Exercise instructions: Rewrite the records below as a two-column CSV with the header text,answer and one row per record. Put each record's text and its answer in one quoted field each, with line breaks replaced by spaces.

Information given:

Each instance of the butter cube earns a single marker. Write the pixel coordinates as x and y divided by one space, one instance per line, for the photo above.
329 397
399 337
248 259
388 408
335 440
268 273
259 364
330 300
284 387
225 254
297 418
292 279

Output below:
text,answer
"Each instance of the butter cube earns a single marker. Write the pixel coordinates as x and y divided by one space, one instance per line, for the photo above.","329 397 399 337 248 259 388 408 335 440 268 273 259 364 330 300 284 387 225 254 297 418 292 279"